#### Task instructions:
Every entry that follows is to be set down exactly, with its pictures omitted.

Stored entries:

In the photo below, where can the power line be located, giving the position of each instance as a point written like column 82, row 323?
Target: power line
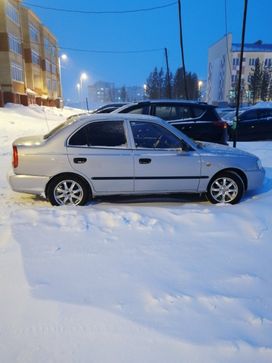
column 96, row 12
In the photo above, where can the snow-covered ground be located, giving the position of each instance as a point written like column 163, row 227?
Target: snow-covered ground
column 132, row 280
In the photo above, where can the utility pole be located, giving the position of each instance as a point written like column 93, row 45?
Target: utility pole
column 168, row 84
column 236, row 122
column 182, row 51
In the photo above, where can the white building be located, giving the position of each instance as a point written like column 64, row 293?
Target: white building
column 223, row 68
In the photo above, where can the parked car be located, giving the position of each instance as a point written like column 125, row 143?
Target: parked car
column 95, row 155
column 197, row 120
column 254, row 124
column 109, row 107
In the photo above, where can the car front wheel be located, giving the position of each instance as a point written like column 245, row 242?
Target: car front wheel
column 67, row 190
column 226, row 187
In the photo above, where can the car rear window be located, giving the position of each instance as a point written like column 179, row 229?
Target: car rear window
column 100, row 134
column 54, row 131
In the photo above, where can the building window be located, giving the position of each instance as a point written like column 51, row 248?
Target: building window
column 16, row 72
column 14, row 44
column 268, row 62
column 54, row 69
column 54, row 85
column 50, row 49
column 13, row 13
column 35, row 57
column 235, row 62
column 48, row 84
column 34, row 33
column 234, row 78
column 47, row 66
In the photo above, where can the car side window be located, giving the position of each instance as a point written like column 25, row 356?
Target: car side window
column 152, row 136
column 263, row 113
column 139, row 110
column 100, row 134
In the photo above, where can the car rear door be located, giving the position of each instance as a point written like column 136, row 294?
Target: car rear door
column 100, row 151
column 162, row 161
column 248, row 125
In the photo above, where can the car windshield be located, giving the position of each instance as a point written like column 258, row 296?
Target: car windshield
column 68, row 122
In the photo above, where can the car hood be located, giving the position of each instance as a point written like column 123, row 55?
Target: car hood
column 29, row 140
column 217, row 149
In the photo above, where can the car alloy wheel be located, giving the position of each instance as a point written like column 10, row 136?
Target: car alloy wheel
column 227, row 187
column 67, row 191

#### Worked solution:
In the photo below, where can the power line be located, giving the position of each instance as a point written like column 82, row 323?
Target: power line
column 96, row 12
In the photo above, where can the snow-covered ground be located, giving the position of each instance as a point written like column 163, row 227?
Target: snow-covered ground
column 132, row 280
In the photo above, where can the utility pole be located, giving the position of each instance as a point written like column 93, row 45?
Target: utility pole
column 168, row 84
column 236, row 122
column 182, row 51
In the photo above, where can the white building be located, giving the position of each instance as a point written like column 64, row 293?
Target: white building
column 223, row 68
In the photo above, where can the parked car be located, giving the position of each instance as a point written like column 125, row 143?
Target: parked car
column 95, row 155
column 197, row 120
column 254, row 124
column 109, row 107
In the photo above, where can the car front wheel be located, giving the position of each instance as a point written like column 245, row 242?
Target: car front wheel
column 67, row 190
column 226, row 187
In the photo above, where can the car rear window be located, giving the position of each instance as a point written like column 179, row 229?
Target: car rear window
column 100, row 134
column 54, row 131
In the photo above, where can the building window be located, giving the position of each instance as a point written like column 51, row 248?
Target: building window
column 16, row 72
column 14, row 44
column 268, row 62
column 54, row 69
column 54, row 85
column 50, row 49
column 13, row 13
column 35, row 57
column 235, row 62
column 48, row 84
column 34, row 33
column 234, row 78
column 47, row 66
In the photo above, where can the car side window be located, giving the position of each instance as a point written like column 25, row 356?
Target: car side window
column 152, row 136
column 263, row 113
column 139, row 110
column 100, row 134
In the photo above, where can the car rear door be located, giving the position of each instance as a point written like column 136, row 294?
Target: car rear door
column 100, row 151
column 162, row 161
column 248, row 125
In the photo above, where can the car windshield be located, giving the position of each instance as a point written like column 258, row 296?
Target: car windshield
column 68, row 122
In the photo above, where can the car hood be located, giving the position of each instance as a point written like column 123, row 55?
Target: car hood
column 29, row 140
column 217, row 149
In the photo above, where can the car alloy wheel be located, giving the position of each instance as a point written like column 10, row 136?
Target: car alloy wheel
column 227, row 187
column 67, row 191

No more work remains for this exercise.